**EXERCISE INSTRUCTIONS:**
Once the line containing "positive clicks: (1417, 541)" has been written out, stop; until then, restate each line of the entries below word for word from the first.

*** Opening of SUPPLIED MATERIAL ***

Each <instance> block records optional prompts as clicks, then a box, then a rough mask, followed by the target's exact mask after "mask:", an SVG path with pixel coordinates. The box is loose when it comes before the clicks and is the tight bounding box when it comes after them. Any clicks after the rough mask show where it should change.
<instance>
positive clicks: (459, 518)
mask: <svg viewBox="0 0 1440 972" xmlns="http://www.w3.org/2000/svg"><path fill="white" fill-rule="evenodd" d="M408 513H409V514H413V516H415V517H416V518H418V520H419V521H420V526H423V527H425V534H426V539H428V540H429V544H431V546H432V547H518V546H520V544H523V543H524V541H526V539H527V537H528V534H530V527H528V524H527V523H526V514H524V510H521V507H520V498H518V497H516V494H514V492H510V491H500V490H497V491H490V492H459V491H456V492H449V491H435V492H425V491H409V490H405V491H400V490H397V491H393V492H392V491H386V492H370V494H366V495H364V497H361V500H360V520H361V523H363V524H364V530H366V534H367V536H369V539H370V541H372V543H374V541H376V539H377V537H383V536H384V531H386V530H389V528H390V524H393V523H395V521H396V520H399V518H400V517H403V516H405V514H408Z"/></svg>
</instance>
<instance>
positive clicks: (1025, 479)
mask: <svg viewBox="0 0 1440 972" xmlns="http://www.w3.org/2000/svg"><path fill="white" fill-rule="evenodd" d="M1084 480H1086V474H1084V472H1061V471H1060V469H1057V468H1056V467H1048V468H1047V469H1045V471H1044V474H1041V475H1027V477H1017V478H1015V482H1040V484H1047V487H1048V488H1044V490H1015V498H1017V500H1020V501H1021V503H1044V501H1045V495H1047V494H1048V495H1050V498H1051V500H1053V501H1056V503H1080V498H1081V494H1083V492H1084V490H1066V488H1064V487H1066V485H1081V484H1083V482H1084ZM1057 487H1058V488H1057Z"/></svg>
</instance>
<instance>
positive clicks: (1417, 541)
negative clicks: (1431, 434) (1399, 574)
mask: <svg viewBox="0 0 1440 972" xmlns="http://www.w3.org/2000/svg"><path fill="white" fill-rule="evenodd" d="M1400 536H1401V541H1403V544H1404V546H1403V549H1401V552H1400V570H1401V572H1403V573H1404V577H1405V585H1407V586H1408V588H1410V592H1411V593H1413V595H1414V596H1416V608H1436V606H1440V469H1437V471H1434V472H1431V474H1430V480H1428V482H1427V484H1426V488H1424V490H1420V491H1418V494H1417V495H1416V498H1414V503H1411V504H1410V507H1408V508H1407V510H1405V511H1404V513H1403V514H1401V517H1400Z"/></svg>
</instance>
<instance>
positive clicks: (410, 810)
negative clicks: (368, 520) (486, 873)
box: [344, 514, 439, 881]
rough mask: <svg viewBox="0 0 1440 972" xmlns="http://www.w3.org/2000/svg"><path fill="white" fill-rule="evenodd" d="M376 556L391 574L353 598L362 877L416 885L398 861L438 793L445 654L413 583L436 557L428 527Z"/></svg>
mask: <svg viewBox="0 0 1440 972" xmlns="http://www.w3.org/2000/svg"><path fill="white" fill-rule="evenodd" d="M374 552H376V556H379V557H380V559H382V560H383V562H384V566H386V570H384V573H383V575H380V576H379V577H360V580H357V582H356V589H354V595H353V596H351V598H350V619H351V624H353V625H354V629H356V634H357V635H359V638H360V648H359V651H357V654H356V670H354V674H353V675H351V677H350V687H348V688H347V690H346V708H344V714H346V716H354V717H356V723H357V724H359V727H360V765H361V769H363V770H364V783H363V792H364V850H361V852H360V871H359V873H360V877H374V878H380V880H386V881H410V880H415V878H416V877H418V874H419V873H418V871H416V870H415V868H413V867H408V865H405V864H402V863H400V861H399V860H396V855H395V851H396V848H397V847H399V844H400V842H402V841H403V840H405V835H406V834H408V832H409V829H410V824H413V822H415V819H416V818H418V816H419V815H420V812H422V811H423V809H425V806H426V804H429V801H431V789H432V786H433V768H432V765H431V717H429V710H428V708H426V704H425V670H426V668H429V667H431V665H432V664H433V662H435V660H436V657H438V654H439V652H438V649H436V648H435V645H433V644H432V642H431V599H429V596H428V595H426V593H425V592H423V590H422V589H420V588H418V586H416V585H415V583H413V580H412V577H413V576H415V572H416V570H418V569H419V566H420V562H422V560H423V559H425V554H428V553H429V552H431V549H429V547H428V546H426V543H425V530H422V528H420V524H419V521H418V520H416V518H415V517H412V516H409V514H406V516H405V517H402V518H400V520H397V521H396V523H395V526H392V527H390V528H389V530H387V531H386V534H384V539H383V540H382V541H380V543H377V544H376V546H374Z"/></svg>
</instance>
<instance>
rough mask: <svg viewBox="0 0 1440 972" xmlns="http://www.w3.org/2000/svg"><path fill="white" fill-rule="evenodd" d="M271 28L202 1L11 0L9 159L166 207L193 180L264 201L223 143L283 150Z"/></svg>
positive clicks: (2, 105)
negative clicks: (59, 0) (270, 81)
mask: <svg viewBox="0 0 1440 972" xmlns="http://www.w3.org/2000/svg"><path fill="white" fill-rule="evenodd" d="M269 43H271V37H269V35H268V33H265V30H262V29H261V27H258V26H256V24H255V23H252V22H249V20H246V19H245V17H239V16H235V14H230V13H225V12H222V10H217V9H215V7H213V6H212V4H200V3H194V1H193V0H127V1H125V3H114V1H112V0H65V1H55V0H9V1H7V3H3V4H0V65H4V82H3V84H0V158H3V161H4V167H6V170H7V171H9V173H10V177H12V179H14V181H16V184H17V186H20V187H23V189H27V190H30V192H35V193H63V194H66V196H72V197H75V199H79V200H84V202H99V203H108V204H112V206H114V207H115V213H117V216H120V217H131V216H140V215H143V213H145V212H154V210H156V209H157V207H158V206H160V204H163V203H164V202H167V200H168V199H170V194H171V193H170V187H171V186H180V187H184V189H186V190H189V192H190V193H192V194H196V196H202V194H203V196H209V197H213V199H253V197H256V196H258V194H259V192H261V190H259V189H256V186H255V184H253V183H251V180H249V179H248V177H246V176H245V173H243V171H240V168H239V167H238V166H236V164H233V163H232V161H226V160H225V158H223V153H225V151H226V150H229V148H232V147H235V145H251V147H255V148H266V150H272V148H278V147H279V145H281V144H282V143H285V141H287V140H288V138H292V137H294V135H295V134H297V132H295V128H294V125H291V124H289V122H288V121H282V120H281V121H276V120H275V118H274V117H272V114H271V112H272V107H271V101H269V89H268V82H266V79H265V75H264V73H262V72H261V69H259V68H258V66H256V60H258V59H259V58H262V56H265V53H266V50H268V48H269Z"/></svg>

*** Close of SUPPLIED MATERIAL ***

**WRITTEN RESPONSE:**
Each <instance> block records optional prompts as clicks, then a box, then a rough mask, followed by the target's exact mask after "mask:", an SVG path with pixel coordinates. The box is loose when it comes before the clicks and is the tight bounding box when it comes after them. Any clicks after the rough mask show where it should change.
<instance>
positive clicks: (459, 518)
mask: <svg viewBox="0 0 1440 972" xmlns="http://www.w3.org/2000/svg"><path fill="white" fill-rule="evenodd" d="M408 513H409V514H413V516H415V517H416V518H418V520H419V521H420V526H423V527H425V534H426V539H428V540H429V544H431V546H432V547H518V546H520V544H523V543H524V541H526V539H527V537H528V534H530V527H528V524H527V523H526V514H524V510H521V507H520V498H518V497H516V494H514V492H510V491H500V490H497V491H490V492H459V491H456V492H449V491H435V492H425V491H409V490H405V491H400V490H397V491H393V492H392V491H386V492H370V494H366V495H364V497H361V500H360V520H361V523H363V524H364V530H366V534H367V536H369V539H370V541H372V543H374V541H376V539H377V537H383V536H384V531H386V530H389V528H390V524H393V523H395V521H396V520H399V518H400V517H403V516H405V514H408Z"/></svg>
</instance>
<instance>
positive clicks: (1025, 479)
mask: <svg viewBox="0 0 1440 972" xmlns="http://www.w3.org/2000/svg"><path fill="white" fill-rule="evenodd" d="M1084 480H1086V474H1084V472H1061V471H1060V469H1057V468H1056V467H1048V468H1047V469H1045V471H1044V474H1041V475H1027V477H1017V478H1015V482H1040V484H1047V487H1048V488H1044V490H1015V498H1017V500H1020V501H1021V503H1044V501H1045V495H1047V494H1048V495H1050V498H1051V500H1053V501H1056V503H1080V498H1081V494H1083V492H1084V490H1066V488H1064V487H1066V485H1081V484H1083V482H1084ZM1057 487H1058V488H1057Z"/></svg>
</instance>
<instance>
positive clicks: (1417, 541)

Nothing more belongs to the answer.